## TASK DIRECTIONS
Pull out every line in the records below that contains the word "lawn", and copy each one in full.

## EXCERPTED DATA
------------------------
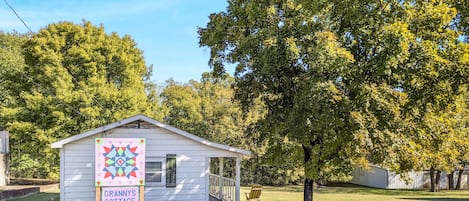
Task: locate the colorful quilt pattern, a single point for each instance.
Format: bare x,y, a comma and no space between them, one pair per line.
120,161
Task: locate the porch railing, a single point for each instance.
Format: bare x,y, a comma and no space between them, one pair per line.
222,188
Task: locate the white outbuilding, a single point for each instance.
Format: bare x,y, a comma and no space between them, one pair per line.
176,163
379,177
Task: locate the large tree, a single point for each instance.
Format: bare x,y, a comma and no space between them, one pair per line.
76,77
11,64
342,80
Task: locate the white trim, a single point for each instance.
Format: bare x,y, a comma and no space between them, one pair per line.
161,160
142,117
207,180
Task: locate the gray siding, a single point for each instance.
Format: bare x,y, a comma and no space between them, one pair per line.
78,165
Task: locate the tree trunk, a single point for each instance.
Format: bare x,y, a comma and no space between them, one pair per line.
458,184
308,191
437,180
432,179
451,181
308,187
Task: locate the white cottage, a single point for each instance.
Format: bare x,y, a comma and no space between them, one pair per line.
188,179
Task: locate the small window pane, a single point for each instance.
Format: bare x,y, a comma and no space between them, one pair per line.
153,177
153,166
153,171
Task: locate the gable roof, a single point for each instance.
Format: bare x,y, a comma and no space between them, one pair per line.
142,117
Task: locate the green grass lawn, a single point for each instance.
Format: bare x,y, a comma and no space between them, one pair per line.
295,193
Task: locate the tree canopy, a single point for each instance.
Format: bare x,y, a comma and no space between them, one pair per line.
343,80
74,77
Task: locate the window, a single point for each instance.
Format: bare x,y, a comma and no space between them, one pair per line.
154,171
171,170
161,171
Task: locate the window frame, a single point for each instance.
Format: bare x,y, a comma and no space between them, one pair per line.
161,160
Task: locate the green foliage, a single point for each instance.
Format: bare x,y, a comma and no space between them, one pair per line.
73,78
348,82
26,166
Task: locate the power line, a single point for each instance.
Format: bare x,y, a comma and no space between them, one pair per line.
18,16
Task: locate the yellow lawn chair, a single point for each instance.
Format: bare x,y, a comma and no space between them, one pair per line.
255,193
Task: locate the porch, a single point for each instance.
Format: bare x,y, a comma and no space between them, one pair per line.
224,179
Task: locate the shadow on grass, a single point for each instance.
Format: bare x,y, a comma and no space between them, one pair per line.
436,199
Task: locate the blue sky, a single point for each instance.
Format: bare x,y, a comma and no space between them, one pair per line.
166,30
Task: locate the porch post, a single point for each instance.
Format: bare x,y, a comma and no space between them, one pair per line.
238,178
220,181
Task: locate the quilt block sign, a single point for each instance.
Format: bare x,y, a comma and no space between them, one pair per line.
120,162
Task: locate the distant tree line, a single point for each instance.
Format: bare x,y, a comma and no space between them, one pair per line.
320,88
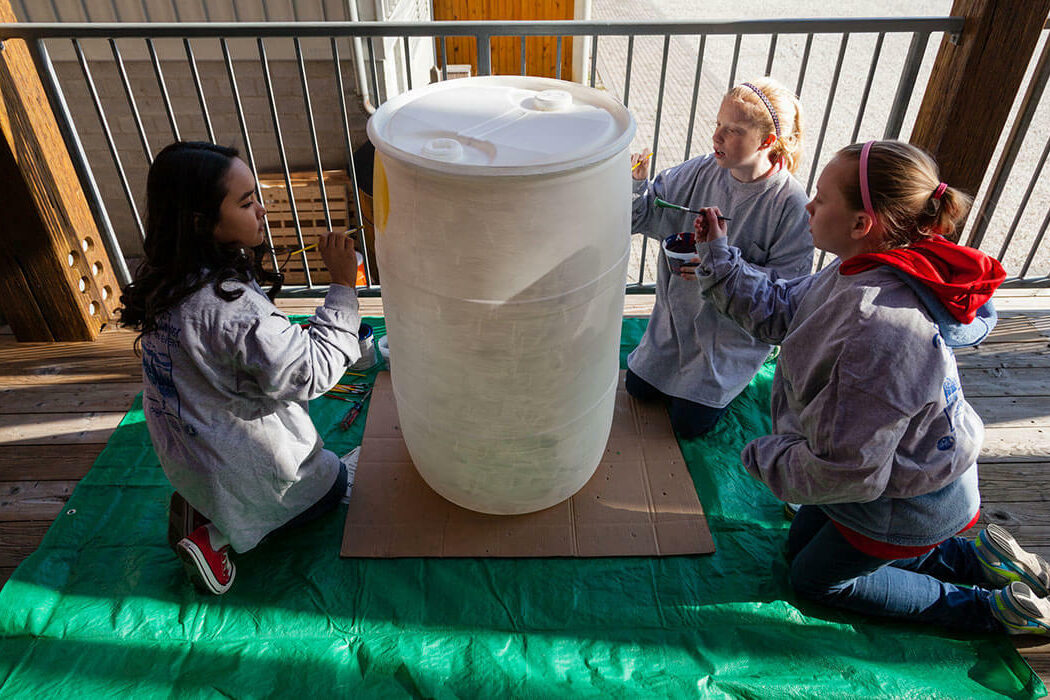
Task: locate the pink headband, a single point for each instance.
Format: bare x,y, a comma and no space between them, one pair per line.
------------------------
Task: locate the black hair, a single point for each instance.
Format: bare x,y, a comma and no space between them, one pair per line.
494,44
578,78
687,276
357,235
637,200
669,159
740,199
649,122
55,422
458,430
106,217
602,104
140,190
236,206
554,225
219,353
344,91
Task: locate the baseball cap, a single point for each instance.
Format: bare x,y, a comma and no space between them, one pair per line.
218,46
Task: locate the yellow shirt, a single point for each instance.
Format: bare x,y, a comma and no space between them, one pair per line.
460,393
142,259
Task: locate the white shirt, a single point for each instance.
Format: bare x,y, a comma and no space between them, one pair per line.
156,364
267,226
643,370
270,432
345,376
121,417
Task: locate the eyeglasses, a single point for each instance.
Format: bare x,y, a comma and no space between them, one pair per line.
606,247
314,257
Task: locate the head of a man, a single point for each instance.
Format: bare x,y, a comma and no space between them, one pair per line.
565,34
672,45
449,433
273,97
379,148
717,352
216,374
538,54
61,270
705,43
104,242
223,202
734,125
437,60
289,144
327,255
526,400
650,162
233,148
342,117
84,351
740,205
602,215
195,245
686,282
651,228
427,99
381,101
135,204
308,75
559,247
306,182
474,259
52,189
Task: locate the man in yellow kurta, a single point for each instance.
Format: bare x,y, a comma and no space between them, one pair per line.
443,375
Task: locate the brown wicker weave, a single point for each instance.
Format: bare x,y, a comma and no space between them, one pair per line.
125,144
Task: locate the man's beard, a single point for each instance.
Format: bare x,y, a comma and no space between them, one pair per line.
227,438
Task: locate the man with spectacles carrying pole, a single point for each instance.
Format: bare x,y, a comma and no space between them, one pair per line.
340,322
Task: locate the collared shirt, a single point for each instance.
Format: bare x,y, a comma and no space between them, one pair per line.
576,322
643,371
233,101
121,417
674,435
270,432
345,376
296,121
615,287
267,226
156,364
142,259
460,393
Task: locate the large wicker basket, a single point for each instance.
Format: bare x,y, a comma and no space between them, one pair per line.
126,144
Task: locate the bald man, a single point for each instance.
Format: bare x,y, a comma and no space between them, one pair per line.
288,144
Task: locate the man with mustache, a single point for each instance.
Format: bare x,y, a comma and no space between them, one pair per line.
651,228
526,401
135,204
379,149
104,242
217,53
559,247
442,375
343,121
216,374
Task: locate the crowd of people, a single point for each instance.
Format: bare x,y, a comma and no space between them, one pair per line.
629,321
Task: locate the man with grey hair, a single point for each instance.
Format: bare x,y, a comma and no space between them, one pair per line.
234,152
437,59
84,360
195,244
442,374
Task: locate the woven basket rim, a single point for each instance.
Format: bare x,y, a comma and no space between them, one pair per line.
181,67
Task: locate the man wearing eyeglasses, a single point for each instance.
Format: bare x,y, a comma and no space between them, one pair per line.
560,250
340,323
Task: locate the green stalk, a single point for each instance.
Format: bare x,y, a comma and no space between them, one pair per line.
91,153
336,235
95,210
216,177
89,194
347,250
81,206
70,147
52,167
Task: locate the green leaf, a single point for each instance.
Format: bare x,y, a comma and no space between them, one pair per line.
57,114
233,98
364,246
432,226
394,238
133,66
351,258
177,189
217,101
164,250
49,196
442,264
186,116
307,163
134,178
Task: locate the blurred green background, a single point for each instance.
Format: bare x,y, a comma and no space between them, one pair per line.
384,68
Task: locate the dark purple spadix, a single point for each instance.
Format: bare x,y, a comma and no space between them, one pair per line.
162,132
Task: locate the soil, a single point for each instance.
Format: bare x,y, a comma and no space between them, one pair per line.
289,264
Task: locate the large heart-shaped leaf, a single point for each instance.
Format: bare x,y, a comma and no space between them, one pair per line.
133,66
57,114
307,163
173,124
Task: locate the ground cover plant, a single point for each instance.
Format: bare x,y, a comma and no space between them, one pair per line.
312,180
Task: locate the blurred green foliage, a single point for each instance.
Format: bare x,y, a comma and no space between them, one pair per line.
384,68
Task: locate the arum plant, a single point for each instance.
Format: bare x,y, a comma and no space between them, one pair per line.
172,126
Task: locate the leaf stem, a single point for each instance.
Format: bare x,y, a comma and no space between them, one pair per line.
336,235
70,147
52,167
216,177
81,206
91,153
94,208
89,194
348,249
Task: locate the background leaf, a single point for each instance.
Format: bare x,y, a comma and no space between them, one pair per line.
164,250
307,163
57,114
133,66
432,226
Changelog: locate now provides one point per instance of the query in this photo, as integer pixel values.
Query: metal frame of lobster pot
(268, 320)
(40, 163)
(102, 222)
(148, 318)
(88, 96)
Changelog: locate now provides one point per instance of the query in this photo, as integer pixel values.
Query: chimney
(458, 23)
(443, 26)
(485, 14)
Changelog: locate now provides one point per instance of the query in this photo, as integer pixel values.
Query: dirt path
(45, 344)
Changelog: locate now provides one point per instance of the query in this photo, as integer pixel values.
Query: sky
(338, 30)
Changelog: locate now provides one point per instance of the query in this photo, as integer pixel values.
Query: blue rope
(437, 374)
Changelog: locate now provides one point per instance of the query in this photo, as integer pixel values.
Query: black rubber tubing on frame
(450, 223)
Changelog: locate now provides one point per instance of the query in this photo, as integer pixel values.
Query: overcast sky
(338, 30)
------------------------
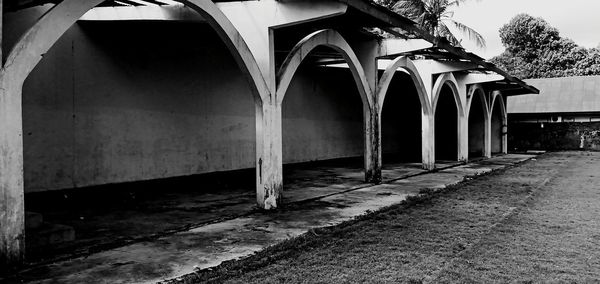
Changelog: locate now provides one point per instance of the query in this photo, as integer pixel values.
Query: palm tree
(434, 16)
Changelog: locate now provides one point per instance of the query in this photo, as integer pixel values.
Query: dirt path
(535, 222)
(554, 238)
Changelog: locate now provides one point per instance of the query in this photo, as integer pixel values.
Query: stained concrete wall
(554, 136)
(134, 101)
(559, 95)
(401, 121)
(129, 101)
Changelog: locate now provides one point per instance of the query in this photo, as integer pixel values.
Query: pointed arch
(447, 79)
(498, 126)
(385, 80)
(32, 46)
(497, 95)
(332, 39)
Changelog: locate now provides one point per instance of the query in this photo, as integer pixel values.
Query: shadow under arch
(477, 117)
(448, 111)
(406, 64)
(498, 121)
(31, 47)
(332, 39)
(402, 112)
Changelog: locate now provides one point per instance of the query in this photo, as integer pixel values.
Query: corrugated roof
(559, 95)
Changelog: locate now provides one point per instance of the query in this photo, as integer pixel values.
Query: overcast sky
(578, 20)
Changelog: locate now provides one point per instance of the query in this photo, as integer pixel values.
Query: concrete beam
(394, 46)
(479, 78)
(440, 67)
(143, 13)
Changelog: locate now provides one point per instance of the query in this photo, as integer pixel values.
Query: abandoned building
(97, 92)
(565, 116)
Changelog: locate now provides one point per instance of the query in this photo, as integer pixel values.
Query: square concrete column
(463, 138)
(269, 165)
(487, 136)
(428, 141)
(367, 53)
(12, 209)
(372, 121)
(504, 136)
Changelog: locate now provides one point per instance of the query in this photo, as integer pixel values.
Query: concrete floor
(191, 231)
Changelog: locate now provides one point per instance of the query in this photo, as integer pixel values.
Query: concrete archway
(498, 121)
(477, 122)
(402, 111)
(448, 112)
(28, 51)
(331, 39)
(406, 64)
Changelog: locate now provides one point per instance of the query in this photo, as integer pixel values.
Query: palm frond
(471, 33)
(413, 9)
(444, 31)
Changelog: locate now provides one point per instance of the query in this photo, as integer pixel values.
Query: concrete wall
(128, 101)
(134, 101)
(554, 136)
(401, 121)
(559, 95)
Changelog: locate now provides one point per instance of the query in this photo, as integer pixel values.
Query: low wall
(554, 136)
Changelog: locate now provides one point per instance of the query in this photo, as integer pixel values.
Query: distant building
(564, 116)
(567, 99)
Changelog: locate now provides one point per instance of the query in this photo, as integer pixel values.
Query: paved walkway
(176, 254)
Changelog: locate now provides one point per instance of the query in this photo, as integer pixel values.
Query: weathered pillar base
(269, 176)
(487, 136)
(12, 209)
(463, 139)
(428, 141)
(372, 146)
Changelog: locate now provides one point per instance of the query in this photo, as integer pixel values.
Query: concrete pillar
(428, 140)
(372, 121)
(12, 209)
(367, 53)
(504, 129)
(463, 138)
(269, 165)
------------------------
## FINISHED ANSWER
Task: locate the green grass lawn, a single point for each instance.
Task: locate the yellow lawn chair, a single point for each instance.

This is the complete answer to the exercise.